## Records
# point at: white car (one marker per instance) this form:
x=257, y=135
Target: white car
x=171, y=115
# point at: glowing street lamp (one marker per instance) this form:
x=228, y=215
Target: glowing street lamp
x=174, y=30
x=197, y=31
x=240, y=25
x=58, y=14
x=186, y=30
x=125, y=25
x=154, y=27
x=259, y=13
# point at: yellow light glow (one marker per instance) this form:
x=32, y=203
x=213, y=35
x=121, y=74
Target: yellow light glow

---

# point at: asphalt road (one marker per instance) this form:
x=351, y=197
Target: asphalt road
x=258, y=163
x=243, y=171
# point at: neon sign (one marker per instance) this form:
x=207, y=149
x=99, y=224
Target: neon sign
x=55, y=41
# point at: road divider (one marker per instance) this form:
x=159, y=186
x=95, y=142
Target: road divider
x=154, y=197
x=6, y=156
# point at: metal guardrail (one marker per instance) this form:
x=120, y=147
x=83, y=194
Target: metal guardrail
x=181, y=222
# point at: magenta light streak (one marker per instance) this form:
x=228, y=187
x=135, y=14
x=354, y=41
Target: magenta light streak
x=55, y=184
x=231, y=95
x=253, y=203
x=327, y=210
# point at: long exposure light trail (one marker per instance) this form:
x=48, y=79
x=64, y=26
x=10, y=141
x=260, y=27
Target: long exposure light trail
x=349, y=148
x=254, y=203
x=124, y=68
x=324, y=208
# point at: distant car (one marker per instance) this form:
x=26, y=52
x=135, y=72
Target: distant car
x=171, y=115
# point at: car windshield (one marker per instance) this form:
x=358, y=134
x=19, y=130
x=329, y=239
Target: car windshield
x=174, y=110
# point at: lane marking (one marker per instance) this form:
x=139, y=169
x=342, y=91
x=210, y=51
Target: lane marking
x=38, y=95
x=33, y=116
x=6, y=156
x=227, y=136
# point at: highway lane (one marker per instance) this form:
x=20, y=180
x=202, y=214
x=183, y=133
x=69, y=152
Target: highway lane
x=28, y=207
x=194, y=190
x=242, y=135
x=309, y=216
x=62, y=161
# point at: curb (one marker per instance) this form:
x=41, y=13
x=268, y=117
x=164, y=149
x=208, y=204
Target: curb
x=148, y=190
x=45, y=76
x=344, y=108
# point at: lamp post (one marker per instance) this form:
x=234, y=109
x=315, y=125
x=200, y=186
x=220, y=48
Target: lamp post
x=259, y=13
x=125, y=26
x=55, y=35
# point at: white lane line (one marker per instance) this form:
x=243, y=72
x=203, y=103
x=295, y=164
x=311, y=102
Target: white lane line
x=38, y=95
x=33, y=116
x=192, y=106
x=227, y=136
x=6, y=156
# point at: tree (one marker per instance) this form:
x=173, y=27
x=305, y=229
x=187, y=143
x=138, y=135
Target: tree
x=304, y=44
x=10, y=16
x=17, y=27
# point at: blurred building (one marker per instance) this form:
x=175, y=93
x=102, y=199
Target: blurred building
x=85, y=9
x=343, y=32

## Exercise details
Could you set down, exactly as written, the lines above between the one holding "x=32, y=203" and the one holding "Target: yellow light glow", inclusive, and nothing more?

## Solution to the problem
x=32, y=203
x=213, y=35
x=121, y=74
Target: yellow light glow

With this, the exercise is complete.